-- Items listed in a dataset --
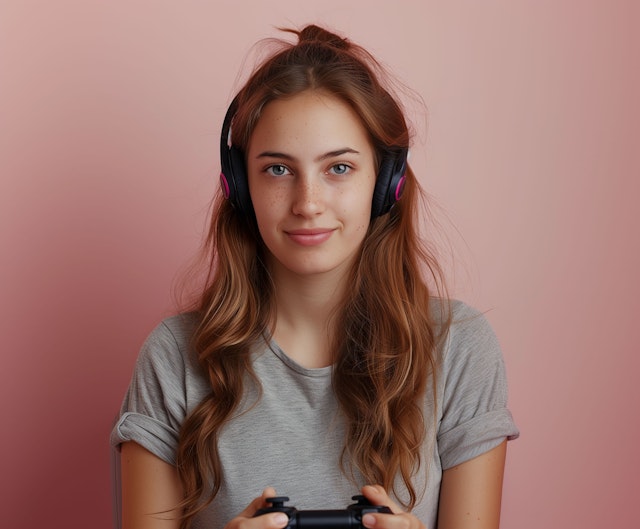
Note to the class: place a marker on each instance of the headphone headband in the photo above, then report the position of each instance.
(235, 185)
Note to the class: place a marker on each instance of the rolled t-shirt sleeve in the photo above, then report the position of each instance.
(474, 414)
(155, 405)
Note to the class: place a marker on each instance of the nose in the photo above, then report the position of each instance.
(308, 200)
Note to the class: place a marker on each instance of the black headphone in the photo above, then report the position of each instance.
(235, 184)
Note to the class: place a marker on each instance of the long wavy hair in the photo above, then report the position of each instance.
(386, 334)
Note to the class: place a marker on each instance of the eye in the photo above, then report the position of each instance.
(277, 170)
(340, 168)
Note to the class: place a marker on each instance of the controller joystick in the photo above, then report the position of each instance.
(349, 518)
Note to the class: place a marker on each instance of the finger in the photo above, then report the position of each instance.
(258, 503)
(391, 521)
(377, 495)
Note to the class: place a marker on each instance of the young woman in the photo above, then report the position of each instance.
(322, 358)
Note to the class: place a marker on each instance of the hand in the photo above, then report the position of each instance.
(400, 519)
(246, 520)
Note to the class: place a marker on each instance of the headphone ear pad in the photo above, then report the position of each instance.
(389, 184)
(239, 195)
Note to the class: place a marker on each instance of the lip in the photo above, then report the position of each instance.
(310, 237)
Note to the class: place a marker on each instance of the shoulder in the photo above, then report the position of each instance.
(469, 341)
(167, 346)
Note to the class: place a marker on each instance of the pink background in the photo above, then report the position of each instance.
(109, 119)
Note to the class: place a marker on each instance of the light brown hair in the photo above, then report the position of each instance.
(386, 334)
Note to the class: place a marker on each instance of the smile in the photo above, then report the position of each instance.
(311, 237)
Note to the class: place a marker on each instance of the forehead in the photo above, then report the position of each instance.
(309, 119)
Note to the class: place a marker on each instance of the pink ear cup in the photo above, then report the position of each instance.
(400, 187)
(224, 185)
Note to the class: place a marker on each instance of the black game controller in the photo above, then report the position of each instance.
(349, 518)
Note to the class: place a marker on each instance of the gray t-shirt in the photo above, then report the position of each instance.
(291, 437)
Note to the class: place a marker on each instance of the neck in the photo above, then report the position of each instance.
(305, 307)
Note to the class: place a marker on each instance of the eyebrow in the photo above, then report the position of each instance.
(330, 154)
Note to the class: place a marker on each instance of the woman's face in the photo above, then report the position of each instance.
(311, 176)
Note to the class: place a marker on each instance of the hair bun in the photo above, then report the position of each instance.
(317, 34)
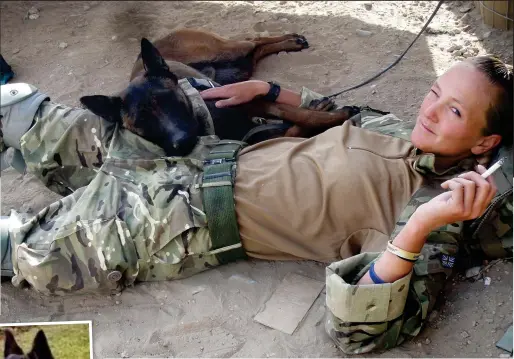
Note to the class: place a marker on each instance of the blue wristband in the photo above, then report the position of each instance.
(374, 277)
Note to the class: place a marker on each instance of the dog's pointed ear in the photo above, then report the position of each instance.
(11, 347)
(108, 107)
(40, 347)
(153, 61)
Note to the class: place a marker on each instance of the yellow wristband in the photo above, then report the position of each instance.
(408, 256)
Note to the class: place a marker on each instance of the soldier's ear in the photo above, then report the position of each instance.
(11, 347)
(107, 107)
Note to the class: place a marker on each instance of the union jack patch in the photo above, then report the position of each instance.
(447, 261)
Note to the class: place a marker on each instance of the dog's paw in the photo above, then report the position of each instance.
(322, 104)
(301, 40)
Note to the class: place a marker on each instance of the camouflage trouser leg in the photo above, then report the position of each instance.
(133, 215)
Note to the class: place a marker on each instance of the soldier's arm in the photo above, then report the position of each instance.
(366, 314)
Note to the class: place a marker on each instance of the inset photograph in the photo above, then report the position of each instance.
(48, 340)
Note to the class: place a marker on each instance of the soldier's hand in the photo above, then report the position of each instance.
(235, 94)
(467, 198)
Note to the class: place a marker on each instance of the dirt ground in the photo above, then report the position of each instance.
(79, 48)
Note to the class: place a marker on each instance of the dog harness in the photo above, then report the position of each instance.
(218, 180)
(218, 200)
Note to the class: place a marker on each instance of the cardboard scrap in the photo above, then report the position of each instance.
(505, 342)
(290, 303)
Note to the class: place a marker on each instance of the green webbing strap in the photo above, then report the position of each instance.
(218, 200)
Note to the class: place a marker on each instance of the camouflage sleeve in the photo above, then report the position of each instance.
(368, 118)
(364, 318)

---

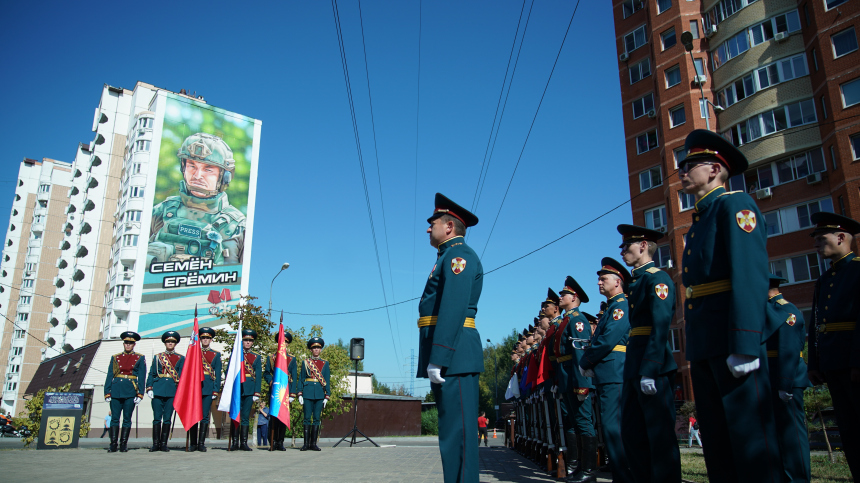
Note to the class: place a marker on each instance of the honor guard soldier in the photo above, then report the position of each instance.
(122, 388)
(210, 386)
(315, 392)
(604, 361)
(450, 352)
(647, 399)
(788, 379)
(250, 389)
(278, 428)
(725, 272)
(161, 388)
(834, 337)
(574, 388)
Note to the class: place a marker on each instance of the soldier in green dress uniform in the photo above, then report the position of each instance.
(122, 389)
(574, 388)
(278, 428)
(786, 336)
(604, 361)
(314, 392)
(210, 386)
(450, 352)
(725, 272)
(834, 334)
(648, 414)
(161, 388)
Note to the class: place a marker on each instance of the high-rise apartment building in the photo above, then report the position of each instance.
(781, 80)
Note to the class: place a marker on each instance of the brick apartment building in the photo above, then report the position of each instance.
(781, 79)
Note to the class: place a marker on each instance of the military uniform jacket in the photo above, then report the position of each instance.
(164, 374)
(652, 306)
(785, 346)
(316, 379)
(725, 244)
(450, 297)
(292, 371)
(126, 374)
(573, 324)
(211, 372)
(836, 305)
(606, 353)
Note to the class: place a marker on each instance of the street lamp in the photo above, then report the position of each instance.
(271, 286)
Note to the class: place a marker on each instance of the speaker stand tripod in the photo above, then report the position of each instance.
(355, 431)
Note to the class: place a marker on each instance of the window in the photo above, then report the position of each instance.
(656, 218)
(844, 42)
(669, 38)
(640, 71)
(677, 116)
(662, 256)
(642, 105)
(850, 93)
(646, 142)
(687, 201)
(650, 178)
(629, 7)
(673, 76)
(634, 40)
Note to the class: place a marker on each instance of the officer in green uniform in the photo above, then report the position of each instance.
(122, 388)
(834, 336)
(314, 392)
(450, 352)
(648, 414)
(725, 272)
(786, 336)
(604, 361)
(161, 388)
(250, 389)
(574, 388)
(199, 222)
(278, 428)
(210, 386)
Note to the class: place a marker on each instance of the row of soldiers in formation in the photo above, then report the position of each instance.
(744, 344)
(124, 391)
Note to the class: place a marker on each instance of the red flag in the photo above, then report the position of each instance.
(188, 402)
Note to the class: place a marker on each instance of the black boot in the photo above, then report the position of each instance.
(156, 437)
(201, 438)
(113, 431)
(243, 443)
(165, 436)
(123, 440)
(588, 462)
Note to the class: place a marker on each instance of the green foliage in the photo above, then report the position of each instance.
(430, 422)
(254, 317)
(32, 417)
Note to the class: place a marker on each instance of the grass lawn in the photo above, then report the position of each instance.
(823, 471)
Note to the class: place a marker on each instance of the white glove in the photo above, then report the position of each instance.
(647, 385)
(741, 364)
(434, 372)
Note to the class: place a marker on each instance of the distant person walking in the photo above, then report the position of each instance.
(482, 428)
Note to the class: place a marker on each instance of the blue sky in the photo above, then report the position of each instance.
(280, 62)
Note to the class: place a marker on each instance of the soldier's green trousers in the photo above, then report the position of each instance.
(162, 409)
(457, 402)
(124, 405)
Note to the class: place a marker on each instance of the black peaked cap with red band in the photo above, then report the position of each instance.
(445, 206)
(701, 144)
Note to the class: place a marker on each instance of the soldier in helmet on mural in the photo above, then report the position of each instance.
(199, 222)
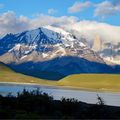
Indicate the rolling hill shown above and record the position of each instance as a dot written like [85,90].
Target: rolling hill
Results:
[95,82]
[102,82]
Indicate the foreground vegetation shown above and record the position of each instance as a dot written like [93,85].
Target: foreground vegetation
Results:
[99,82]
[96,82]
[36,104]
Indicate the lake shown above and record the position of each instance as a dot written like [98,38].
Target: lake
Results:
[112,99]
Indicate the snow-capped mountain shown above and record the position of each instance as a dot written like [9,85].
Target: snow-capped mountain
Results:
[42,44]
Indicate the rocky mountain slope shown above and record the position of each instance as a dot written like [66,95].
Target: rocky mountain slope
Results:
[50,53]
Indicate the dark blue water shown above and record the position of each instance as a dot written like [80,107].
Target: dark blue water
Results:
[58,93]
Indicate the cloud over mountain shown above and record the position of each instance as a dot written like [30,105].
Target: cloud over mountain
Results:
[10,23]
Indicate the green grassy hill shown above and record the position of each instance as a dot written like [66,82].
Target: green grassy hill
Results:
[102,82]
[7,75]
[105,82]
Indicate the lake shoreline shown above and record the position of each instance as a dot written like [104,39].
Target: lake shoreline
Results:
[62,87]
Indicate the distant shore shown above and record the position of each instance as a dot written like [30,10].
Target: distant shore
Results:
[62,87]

-- Task description --
Return every line of the entries above that contains the string "capped".

-- Finished answer --
Indicate the snow-capped mountain shown above and record the position of each instance as a dot written like [9,85].
Target: snow-capped mountain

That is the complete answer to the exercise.